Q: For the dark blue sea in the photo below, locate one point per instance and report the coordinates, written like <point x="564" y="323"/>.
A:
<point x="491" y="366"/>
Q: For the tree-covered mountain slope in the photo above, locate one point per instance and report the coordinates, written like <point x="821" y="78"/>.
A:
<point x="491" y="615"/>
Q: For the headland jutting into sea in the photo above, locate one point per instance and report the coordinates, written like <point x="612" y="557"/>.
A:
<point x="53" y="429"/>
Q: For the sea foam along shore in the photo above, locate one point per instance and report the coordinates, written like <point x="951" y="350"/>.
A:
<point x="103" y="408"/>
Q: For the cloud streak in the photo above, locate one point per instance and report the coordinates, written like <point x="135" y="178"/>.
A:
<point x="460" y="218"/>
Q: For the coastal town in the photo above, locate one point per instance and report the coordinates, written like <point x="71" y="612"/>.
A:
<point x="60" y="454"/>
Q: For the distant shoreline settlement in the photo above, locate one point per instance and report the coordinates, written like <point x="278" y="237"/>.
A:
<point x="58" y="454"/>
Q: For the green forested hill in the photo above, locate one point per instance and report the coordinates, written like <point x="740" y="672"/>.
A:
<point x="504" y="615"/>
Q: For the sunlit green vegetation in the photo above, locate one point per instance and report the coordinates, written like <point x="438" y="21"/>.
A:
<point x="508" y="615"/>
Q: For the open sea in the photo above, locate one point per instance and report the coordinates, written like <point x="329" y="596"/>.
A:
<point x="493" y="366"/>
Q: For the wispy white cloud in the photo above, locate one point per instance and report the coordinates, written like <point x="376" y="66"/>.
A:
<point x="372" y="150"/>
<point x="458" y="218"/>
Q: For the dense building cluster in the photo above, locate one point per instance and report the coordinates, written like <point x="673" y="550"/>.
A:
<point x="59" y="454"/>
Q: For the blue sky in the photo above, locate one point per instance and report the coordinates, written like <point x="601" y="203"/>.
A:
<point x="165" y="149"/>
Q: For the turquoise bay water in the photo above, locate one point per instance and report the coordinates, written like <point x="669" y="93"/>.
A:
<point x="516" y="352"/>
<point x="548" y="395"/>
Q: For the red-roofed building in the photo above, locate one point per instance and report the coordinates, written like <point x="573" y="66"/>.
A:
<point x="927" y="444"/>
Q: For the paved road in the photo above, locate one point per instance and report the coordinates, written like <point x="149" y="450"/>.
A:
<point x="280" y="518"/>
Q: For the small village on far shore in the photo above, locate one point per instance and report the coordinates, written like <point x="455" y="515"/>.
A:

## Exercise aim:
The listing above is to be written out again word for word.

## Reply to the exercise:
Q: For the dark blue sea in the photo below, locate one point per instance and report the coordinates, written like <point x="564" y="323"/>.
A:
<point x="491" y="366"/>
Q: For the tree-covered mountain slope in the photo above, locate one point per instance and report the coordinates, written like <point x="821" y="78"/>.
A:
<point x="491" y="615"/>
Q: For the headland jutting into sea in the photo above, locate one point per instance and report the coordinates, written like <point x="612" y="557"/>.
A:
<point x="53" y="429"/>
Q: For the sea foam along shore in the photo above, locate one point per instance and report the coordinates, written like <point x="951" y="350"/>.
A:
<point x="103" y="408"/>
Q: For the cloud streak in the photo above, locate one point per instance and report the coordinates, written like <point x="135" y="178"/>.
A:
<point x="460" y="218"/>
Q: For the coastal town in the photo above, locate one point per instance and report the coordinates, written like <point x="71" y="612"/>.
A:
<point x="60" y="454"/>
Q: For the distant shoreline settlement in the photo above, locate one point per instance and report the coordinates, written like <point x="278" y="237"/>.
A:
<point x="58" y="454"/>
Q: For the green forested hill in the photo above, locate one point per instance and report the coordinates, written like <point x="740" y="672"/>.
A:
<point x="504" y="615"/>
Q: For the sunlit green vegetation in the photo above, locate one point per instance and report the coordinates, written like <point x="438" y="21"/>.
A:
<point x="508" y="615"/>
Q: For the open sea in the photo above, locate one point per instance and report the coordinates, written like <point x="329" y="596"/>.
A:
<point x="493" y="366"/>
Q: For the wispy white cloud in the photo above, locate one point per instance and report the coordinates, written like <point x="376" y="66"/>.
A:
<point x="372" y="150"/>
<point x="458" y="218"/>
Q: For the dense building cluster in the photo above, locate one point per instance and report the coordinates, written like <point x="673" y="550"/>.
A:
<point x="59" y="454"/>
Q: For the blue sky in the photo above, locate one point per instance and report the coordinates, written like <point x="601" y="203"/>.
A:
<point x="165" y="149"/>
Q: For the turquoise bay water in the photo above, locate one point per instance and report the coordinates, written like <point x="669" y="93"/>.
A:
<point x="516" y="352"/>
<point x="548" y="395"/>
Q: For the red-roofed building in the photo above, locate one point per instance and report the coordinates, written like <point x="573" y="66"/>.
A:
<point x="927" y="444"/>
Q: For the paved road in the photo above, locate one point per instance and report the coordinates, written like <point x="149" y="450"/>.
A:
<point x="280" y="518"/>
Q: For the small village on far shore in the photo above, locate one point per instance and report the coordinates, written like <point x="455" y="515"/>.
A:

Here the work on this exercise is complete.